__Prompt__: Quote the lines from the line holding "--target=undergrowth shrub --mode=segment" to the very end of the listing, exactly, and no others.

------ Dataset rows

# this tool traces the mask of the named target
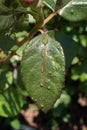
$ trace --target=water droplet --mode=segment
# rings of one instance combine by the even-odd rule
[[[50,90],[51,89],[50,86],[48,86],[47,89]]]
[[[41,104],[40,106],[41,106],[42,108],[44,107],[44,105],[43,105],[43,104]]]
[[[71,9],[71,14],[74,14],[74,10],[73,9]]]
[[[47,39],[47,38],[44,38],[43,41],[42,41],[42,43],[43,43],[44,45],[46,45],[46,44],[48,43],[48,39]]]
[[[33,97],[31,97],[32,98],[32,100],[34,99]]]
[[[37,99],[35,99],[35,102],[37,101]]]
[[[44,85],[43,85],[43,83],[40,83],[40,87],[43,87]]]
[[[49,74],[52,75],[52,71],[49,71]]]
[[[42,56],[42,57],[45,56],[44,50],[41,51],[41,56]]]

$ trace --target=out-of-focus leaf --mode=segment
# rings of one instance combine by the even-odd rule
[[[13,76],[11,71],[0,72],[0,93],[7,90],[13,82]]]
[[[21,65],[25,87],[44,112],[59,98],[65,73],[62,47],[46,35],[39,35],[30,41],[24,50]]]
[[[87,0],[71,0],[60,11],[59,15],[69,21],[81,21],[87,18]]]
[[[0,37],[0,49],[5,52],[16,50],[18,48],[16,41],[9,36]]]
[[[11,86],[4,93],[0,94],[0,116],[16,116],[20,112],[23,104],[23,97],[20,95],[17,88]]]
[[[0,33],[9,29],[14,23],[12,12],[0,3]]]

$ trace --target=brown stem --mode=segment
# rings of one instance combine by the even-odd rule
[[[12,51],[8,56],[6,56],[4,59],[0,60],[0,66],[2,66],[4,63],[10,60],[10,58],[14,55],[17,55],[16,52]]]
[[[69,4],[72,0],[70,0],[67,4]],[[44,27],[55,15],[57,15],[57,13],[67,4],[63,5],[62,7],[60,7],[59,9],[55,10],[54,12],[52,12],[43,22],[42,27]]]

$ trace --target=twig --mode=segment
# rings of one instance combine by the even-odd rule
[[[0,66],[3,65],[4,63],[6,63],[7,61],[10,60],[10,58],[14,55],[17,55],[16,52],[12,51],[8,56],[6,56],[5,58],[3,58],[2,60],[0,60]]]

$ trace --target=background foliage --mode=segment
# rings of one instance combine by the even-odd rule
[[[79,101],[83,99],[84,102],[87,96],[87,4],[84,4],[86,0],[73,0],[74,4],[77,2],[75,5],[67,2],[69,0],[43,0],[45,18],[55,9],[60,9],[46,26],[48,30],[52,30],[49,35],[60,42],[66,59],[65,87],[61,97],[48,114],[41,112],[40,117],[43,117],[42,128],[45,124],[52,130],[58,127],[63,129],[66,124],[67,129],[74,129],[74,125],[78,124],[79,128],[81,121],[78,118],[81,117],[83,124],[86,119],[81,111],[84,111],[87,104]],[[61,6],[64,7],[61,9]],[[14,130],[20,127],[20,109],[25,108],[30,101],[25,100],[28,94],[20,74],[21,55],[27,43],[19,48],[14,32],[21,41],[34,25],[35,19],[30,14],[26,15],[26,9],[19,7],[15,0],[0,0],[0,60],[11,51],[17,50],[17,55],[10,61],[4,65],[0,64],[0,115],[5,117],[1,117],[0,122],[3,122],[4,126],[10,124]],[[74,116],[79,109],[80,114]],[[6,117],[9,117],[8,120]],[[48,123],[45,122],[46,119]]]

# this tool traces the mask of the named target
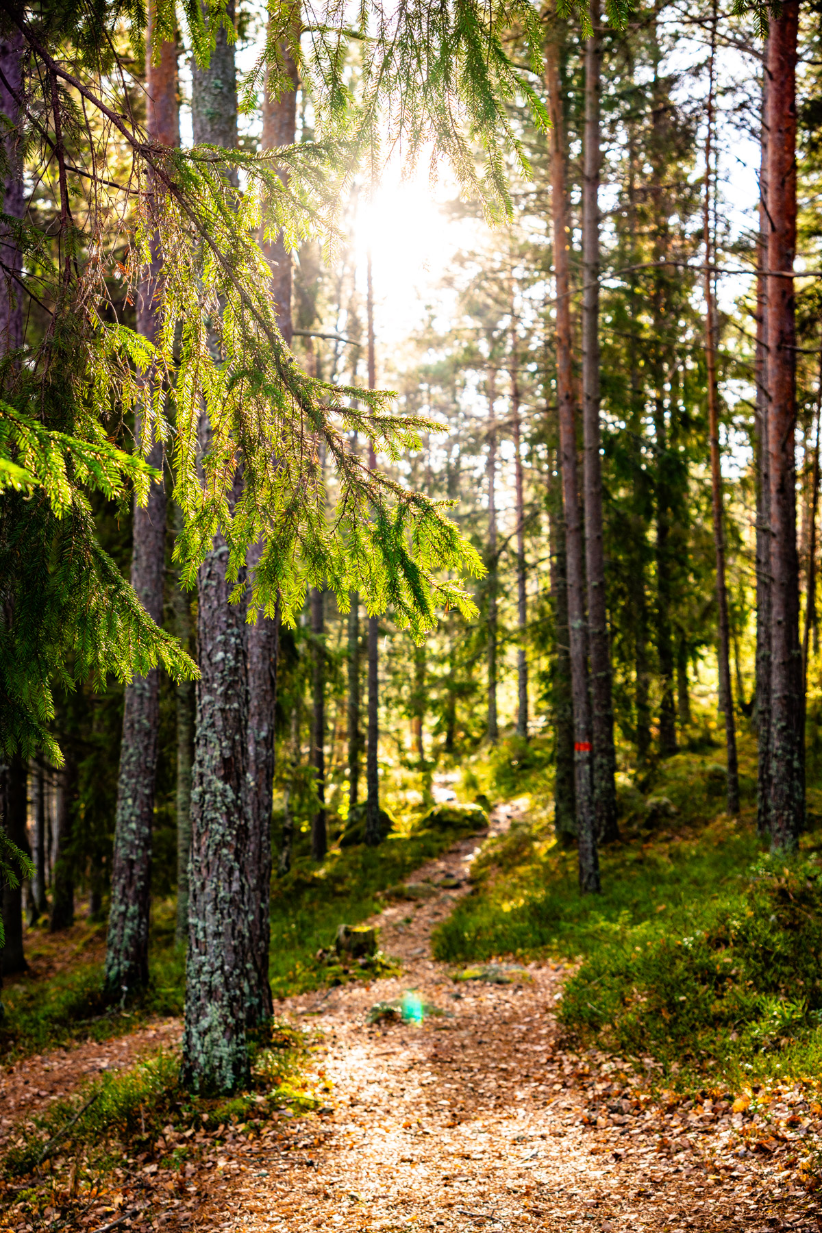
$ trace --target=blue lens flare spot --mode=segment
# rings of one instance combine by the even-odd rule
[[[402,1016],[403,1023],[421,1023],[425,1018],[425,1002],[413,989],[403,994]]]

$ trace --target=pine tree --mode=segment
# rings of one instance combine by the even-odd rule
[[[599,176],[600,176],[600,12],[590,4],[592,35],[585,42],[585,141],[583,173],[583,438],[585,492],[585,570],[588,650],[590,656],[594,808],[599,838],[619,838],[616,753],[611,702],[611,657],[603,545],[603,472],[600,460],[599,349]]]
[[[165,39],[155,43],[154,12],[148,10],[145,55],[147,133],[161,145],[180,144],[177,49]],[[137,329],[152,345],[160,329],[158,281],[160,255],[157,238],[152,259],[137,292]],[[159,375],[149,372],[147,385]],[[140,407],[136,414],[142,413]],[[137,438],[142,436],[137,425]],[[163,444],[154,439],[148,461],[160,471],[148,502],[134,502],[131,583],[157,625],[163,624],[165,581],[166,496]],[[120,997],[148,984],[148,931],[152,888],[152,822],[160,719],[160,672],[134,677],[126,687],[123,736],[117,785],[117,822],[111,872],[111,911],[106,942],[106,988]]]
[[[770,465],[770,837],[791,851],[805,822],[805,707],[796,552],[796,41],[786,0],[768,39],[768,451]]]
[[[556,35],[556,31],[553,32]],[[556,38],[550,38],[545,53],[545,76],[551,110],[551,207],[553,223],[553,271],[556,285],[557,403],[560,408],[560,455],[566,529],[566,568],[568,591],[568,630],[571,641],[571,682],[574,721],[574,797],[577,808],[577,845],[579,888],[598,893],[599,856],[592,774],[592,731],[585,637],[585,563],[583,529],[577,487],[577,434],[574,391],[571,363],[571,306],[568,254],[571,227],[566,189],[566,126],[560,80],[560,55]]]

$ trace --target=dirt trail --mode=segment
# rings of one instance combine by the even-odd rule
[[[497,810],[492,832],[516,813],[515,804]],[[476,851],[477,840],[457,843],[415,874],[430,898],[375,917],[383,948],[402,959],[401,978],[281,1004],[322,1034],[312,1068],[318,1084],[332,1083],[328,1110],[282,1112],[261,1138],[229,1129],[212,1145],[198,1132],[201,1150],[182,1174],[158,1173],[145,1154],[123,1161],[121,1192],[84,1205],[80,1224],[99,1231],[116,1221],[138,1233],[818,1233],[822,1207],[786,1168],[818,1131],[807,1106],[791,1106],[789,1095],[767,1123],[727,1106],[665,1112],[629,1100],[605,1055],[579,1058],[558,1044],[562,964],[531,964],[513,984],[456,984],[430,958],[434,927],[470,889]],[[367,1023],[376,1002],[409,990],[445,1014]],[[171,1044],[179,1031],[166,1022],[84,1046],[64,1057],[64,1079],[49,1074],[65,1088],[69,1071],[83,1078],[84,1067],[122,1065],[152,1044]],[[41,1096],[46,1060],[27,1059],[5,1078],[6,1117],[14,1094],[22,1104],[27,1079]],[[758,1150],[739,1154],[739,1131]],[[174,1141],[158,1144],[158,1158]]]
[[[507,820],[497,813],[493,829]],[[474,843],[458,843],[414,880],[462,880]],[[318,1070],[334,1084],[334,1112],[283,1121],[276,1147],[227,1145],[210,1181],[192,1179],[201,1197],[210,1195],[197,1228],[822,1228],[822,1208],[794,1185],[792,1170],[780,1171],[779,1150],[736,1154],[733,1123],[744,1115],[631,1116],[627,1102],[626,1113],[606,1112],[609,1075],[596,1070],[605,1059],[555,1048],[562,965],[531,965],[521,984],[456,985],[431,961],[429,942],[466,890],[463,883],[375,919],[383,948],[403,959],[401,979],[286,1004],[323,1032]],[[367,1025],[371,1006],[409,989],[446,1015]],[[592,1074],[580,1076],[585,1062]],[[794,1132],[783,1124],[783,1133]]]

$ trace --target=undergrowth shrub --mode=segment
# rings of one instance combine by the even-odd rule
[[[265,1120],[283,1104],[299,1108],[319,1104],[304,1085],[302,1032],[272,1021],[253,1033],[249,1048],[254,1085],[228,1099],[187,1092],[180,1083],[180,1058],[164,1051],[92,1080],[73,1096],[53,1101],[22,1128],[2,1160],[2,1174],[22,1176],[58,1155],[84,1155],[105,1171],[128,1153],[153,1154],[169,1127],[219,1127]]]
[[[568,981],[561,1021],[669,1067],[737,1063],[815,1037],[822,1018],[822,884],[815,861],[763,857],[688,931],[626,927]],[[753,1063],[751,1063],[753,1064]]]

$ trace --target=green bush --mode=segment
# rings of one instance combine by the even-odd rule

------------

__Output for this exercise__:
$ trace --target=undergrowth shrub --mode=segment
# rings of one instance combine by the even-odd rule
[[[265,1120],[283,1104],[299,1108],[319,1104],[304,1085],[302,1032],[272,1021],[253,1033],[249,1048],[254,1085],[228,1099],[187,1092],[180,1083],[180,1058],[164,1051],[92,1080],[73,1096],[53,1101],[22,1128],[2,1160],[2,1174],[22,1176],[58,1155],[84,1155],[105,1171],[128,1153],[153,1154],[169,1127],[219,1127]]]
[[[568,981],[561,1021],[669,1067],[737,1063],[815,1037],[822,1018],[822,884],[815,861],[763,857],[688,931],[626,927]],[[753,1063],[751,1063],[753,1064]]]

$ trace --target=green bush --mode=segment
# rings of one instance combine by the even-odd rule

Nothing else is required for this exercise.